Examples of point labeling:
<<<<
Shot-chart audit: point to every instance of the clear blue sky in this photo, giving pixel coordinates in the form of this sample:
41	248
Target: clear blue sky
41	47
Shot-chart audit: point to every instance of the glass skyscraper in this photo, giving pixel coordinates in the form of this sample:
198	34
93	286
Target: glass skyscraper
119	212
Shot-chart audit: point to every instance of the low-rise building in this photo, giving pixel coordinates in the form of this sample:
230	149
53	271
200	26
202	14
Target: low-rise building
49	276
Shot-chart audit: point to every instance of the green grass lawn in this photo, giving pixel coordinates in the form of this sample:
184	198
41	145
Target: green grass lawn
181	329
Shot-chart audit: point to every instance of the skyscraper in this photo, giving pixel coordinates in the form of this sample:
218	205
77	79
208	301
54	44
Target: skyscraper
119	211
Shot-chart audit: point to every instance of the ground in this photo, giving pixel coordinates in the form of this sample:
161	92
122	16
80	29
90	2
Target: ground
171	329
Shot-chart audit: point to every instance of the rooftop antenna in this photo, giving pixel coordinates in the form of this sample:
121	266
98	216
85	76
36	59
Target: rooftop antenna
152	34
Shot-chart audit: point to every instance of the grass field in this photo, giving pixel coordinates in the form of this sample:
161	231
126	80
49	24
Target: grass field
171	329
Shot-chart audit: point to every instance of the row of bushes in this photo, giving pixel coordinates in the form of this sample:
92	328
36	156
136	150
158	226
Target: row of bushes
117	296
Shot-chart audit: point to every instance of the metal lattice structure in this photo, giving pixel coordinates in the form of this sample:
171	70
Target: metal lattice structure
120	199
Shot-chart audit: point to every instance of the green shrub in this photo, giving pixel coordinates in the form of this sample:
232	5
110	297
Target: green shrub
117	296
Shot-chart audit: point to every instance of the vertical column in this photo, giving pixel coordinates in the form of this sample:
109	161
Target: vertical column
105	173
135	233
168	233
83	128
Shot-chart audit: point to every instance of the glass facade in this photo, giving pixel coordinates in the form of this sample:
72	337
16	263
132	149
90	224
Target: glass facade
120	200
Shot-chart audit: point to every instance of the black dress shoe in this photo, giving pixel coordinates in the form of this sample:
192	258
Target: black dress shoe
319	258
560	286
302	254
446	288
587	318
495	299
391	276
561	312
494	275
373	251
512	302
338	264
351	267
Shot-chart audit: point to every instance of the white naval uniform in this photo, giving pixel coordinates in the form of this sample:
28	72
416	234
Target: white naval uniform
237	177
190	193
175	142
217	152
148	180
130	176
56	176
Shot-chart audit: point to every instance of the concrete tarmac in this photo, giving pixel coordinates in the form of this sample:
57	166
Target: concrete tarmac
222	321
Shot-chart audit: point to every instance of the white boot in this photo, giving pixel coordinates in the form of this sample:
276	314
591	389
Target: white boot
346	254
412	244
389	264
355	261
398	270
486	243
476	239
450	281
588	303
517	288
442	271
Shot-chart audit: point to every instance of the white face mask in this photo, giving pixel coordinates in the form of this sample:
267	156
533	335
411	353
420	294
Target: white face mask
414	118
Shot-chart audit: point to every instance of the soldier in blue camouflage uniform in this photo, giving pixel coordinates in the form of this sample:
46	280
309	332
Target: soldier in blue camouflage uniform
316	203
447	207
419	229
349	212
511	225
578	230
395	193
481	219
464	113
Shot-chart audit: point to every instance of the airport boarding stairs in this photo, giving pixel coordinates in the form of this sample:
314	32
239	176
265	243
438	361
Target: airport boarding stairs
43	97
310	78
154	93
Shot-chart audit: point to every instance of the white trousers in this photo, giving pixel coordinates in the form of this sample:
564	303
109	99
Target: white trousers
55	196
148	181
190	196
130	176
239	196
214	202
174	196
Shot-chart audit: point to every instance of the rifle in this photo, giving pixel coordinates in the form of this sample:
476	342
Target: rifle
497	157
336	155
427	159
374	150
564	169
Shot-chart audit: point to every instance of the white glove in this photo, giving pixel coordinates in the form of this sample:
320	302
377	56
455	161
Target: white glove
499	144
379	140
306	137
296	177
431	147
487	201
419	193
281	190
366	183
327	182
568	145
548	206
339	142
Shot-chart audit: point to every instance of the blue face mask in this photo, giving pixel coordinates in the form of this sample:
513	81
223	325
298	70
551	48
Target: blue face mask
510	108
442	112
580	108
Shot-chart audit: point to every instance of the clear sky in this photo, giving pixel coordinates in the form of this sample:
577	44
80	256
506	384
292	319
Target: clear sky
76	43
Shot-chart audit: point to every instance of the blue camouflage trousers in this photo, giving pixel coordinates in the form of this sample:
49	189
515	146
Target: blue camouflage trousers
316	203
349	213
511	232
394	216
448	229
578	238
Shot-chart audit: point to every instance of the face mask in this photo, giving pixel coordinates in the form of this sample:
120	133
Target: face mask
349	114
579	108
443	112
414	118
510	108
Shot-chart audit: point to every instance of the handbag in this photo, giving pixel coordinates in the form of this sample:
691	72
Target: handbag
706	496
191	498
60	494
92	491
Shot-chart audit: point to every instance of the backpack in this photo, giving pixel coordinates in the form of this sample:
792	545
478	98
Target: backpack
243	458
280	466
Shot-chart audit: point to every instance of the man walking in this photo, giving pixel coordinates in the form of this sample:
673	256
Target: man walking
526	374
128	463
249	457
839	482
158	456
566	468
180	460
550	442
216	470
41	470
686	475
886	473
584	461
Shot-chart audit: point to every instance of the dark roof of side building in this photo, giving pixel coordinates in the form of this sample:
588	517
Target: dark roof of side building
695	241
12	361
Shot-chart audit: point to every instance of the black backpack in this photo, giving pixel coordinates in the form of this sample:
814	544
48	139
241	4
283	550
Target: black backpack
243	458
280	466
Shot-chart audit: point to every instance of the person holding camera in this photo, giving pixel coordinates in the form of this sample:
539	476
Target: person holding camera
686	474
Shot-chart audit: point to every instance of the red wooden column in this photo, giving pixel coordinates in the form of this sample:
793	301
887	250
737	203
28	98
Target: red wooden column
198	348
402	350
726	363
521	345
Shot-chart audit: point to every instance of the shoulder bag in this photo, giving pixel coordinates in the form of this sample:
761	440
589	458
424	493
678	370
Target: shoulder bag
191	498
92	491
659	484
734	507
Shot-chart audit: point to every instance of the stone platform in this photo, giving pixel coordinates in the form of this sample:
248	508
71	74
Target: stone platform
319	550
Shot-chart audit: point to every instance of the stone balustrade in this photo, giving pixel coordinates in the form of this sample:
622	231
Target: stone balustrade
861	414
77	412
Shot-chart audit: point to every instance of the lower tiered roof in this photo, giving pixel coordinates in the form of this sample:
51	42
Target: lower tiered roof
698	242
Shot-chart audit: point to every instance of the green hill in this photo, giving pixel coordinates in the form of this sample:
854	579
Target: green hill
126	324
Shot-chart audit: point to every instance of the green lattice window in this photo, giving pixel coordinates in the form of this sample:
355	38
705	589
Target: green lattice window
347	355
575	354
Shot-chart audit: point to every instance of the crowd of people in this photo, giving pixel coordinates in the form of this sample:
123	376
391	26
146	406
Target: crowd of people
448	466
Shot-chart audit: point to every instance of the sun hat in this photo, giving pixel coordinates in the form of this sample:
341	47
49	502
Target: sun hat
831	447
>>>>
- [What to work on] Revise the material above by changing every occurrence of "Shot-chart audit" to "Point review", leaving all other text as it stands.

- [Written answer]
Point review: point to every instance of the clear blue sky in this photo, giving pixel coordinates in the form of this sample:
41	248
Target: clear blue sky
41	47
Point review: point to every instance of the glass skyscraper in this photo, giving pixel coordinates in the form of this sample:
198	34
93	286
Target: glass skyscraper
119	212
Point review: point to every instance of the low-rise building in this photo, giving pixel coordinates in the form of this sample:
230	149
53	271
200	26
202	14
Target: low-rise building
49	276
Point review: point to every instance of the green grass lawn in this photo, giving pixel coordinates in the form of this sample:
184	198
41	145
Target: green grass lawn
181	329
Point review: point to every instance of the skyscraper in this photo, giving pixel coordinates in the form of this sample:
218	205
77	79
208	301
54	44
Target: skyscraper
119	211
Point review: point to every instance of the ground in this photo, giving pixel coordinates in the form of this sample:
161	92
122	16
80	29
90	2
Target: ground
171	329
Point review: point to every instance of the rooftop antenna in this photo, giving pixel coordinates in the form of this sample:
121	266
98	216
85	76
36	59
Target: rooftop antenna
152	34
Point review: point to every instance of the grass field in this photo, giving pixel coordinates in the form of this sample:
161	231
126	80
49	24
Target: grass field
171	329
Point review: point to every instance of the row of bushes in this photo, giving pixel coordinates in the form of this sample:
92	328
36	156
136	150
158	226
Target: row of bushes
117	296
Point review: point to every instance of the metal lattice structure in this photo, giving pixel coordinates in the form of this sample:
171	70
Target: metal lattice structure
120	199
Point review: point to every instance of the green shrub in this photo, giving pixel coordinates in the form of this sample:
232	5
110	297
Target: green shrub
117	296
Point review: point to every instance of the vertical column in this photo, giving pixel coordinates in the form of this sample:
109	161
Target: vertical column
105	173
135	233
168	233
83	128
Point review: point to every instance of the glass facade in this photo, giving pixel coordinates in the form of this sample:
72	337
16	263
132	149
90	224
Target: glass facade
120	200
Point review: point to every instance of the black dress shoe in this photo, giving pixel coordinates in the form of this sample:
192	258
Target: black dress shoe
319	258
560	286
302	254
446	288
587	318
495	299
391	276
561	312
494	275
373	251
512	302
338	264
351	267
Point review: point to every instance of the white naval uniform in this photo, giving pixel coordinates in the form of this sample:
28	72
416	234
Target: white naval uniform
237	177
190	193
175	142
217	152
148	180
130	176
56	176
Point review: point to every instance of the concrete tarmac in this photo, giving pixel coordinates in the form of this sample:
57	166
Target: concrete tarmac
222	321
Point review: point to every instance of the white boot in this photo, giving pixel coordinates in the form of this sample:
276	314
591	389
Target: white boot
346	254
412	244
389	264
355	261
398	270
486	243
476	239
450	281
588	303
517	288
442	271
Point review: point to every instance of the white face mask in this photo, giving pixel coordinates in the form of this sample:
267	156
533	335
411	353
420	294
Target: white face mask
414	118
Point review: point to every instance of the soldier in blue camouflage uniform in this photo, giving pixel coordinates in the form of this sample:
46	280
309	332
Target: soldier in blue camouflage uniform
316	203
447	207
419	229
349	212
511	225
578	230
395	193
481	219
464	113
Point review: point to every instance of the airport boarding stairs in this photo, giving pixel coordinates in the form of this sample:
314	32
239	176
265	243
438	361
Target: airport boarding stairs
43	97
310	78
154	93
Point review: point to every instance of the white trousers in this photo, giving pixel coordinates in the form of this sample:
564	303
109	99
Target: white trousers
55	196
148	181
190	196
130	176
239	196
214	202
174	196
Point review: point to every instance of the rifle in this photo, giving pixel coordinates in the form of this sample:
476	342
Target: rifle
497	157
336	155
427	159
374	150
564	169
Point review: point to every instance of the white glove in this photo, giving pixel coordinates in the form of this sample:
320	302
377	56
455	161
Target: white glove
499	144
379	140
306	137
296	177
431	147
487	201
419	193
281	190
366	183
327	182
568	145
548	206
339	142
Point review: point to every instance of the blue face mask in this photo, giving pixel coordinates in the form of this sample:
513	81
223	325
298	70
551	48
Target: blue face mask
510	108
442	112
580	108
Point review: point to every instance of the clear sky in this photo, giving pixel coordinates in the form of this sample:
577	44
80	256
506	384
292	319
Target: clear sky
76	43
Point review: point to every instance of the blue camouflage trousers in this photo, giving pixel coordinates in the form of this sample:
49	189
515	146
Target: blue camouflage trousers
316	203
349	213
511	232
394	216
448	229
578	238
Point review: point to every instance of the face mask in this photo, giving pixel coordinates in the form of this sample:
120	133
Target: face mask
349	114
579	108
443	112
414	118
510	108
Point review: point to every instance of the handbag in this photo, giving pixel coordinates in the form of this sample:
691	72
Target: handbag
706	496
191	498
60	494
92	491
Point review: point to every instance of the backpack in this photo, giving pixel coordinates in the form of this sample:
792	545
478	98
Target: backpack
243	458
280	466
Point review: point to every instance of the man walking in this photo, giving pixel coordinates in the form of this sample:
673	256
Target: man walking
526	374
128	463
249	457
839	482
158	456
566	468
180	460
550	442
216	470
41	470
686	475
886	473
584	461
Point review: point to every instance of the dark roof of side building in this photo, giving pixel coordinates in the form of this sample:
588	517
Target: dark roof of side building
695	241
12	361
Point review: point to every instance of the black backpack in this photo, giving pixel coordinates in the form of this sample:
814	544
48	139
241	4
283	550
Target: black backpack
243	458
280	466
Point review: point to every instance of the person holding camera in this photo, giving pixel coordinates in the form of this sample:
539	476
Target: person holding camera
686	474
Point review: point to every instance of the red wooden column in this photo, giving pixel coordinates in the form of this sample:
793	301
887	250
737	203
28	98
Target: red wooden column
198	348
402	350
726	363
521	345
Point review: point to every instance of the shoulder bag in this photo, giving pixel coordinates in the form of this sample:
761	440
589	458
424	493
678	370
Target: shoulder bag
191	498
92	491
659	484
734	507
Point review: point to every instance of the stone platform in this photo, giving pixel coordinates in the form of this sample:
248	508
71	74
Target: stone platform
319	550
Point review: point to every instance of the stone balustrade in this photo, giving pixel coordinates in the form of this sample:
622	231
Target: stone balustrade
861	414
77	412
Point review: point to every instance of the lower tiered roof in this photo, giving pixel coordinates in the form of this sample:
51	42
Target: lower tiered roof
698	242
Point review: point to every instance of the green hill in this photo, giving pixel coordinates in the form of this sample:
854	579
Target: green hill
126	324
Point review: point to every instance of the green lattice window in this photo, giving pixel coordinates in the form of this sample:
355	38
705	589
Target: green lattice window
347	355
575	354
Point review: point to every instance of the crowd of people in this photo, giving pixel coordinates in the form of this sample:
123	376
391	26
146	406
Target: crowd of people
448	466
Point review: point to every instance of the sun hat in this photo, giving pixel coordinates in the form of this sample:
341	47
49	502
Target: sun hat
831	447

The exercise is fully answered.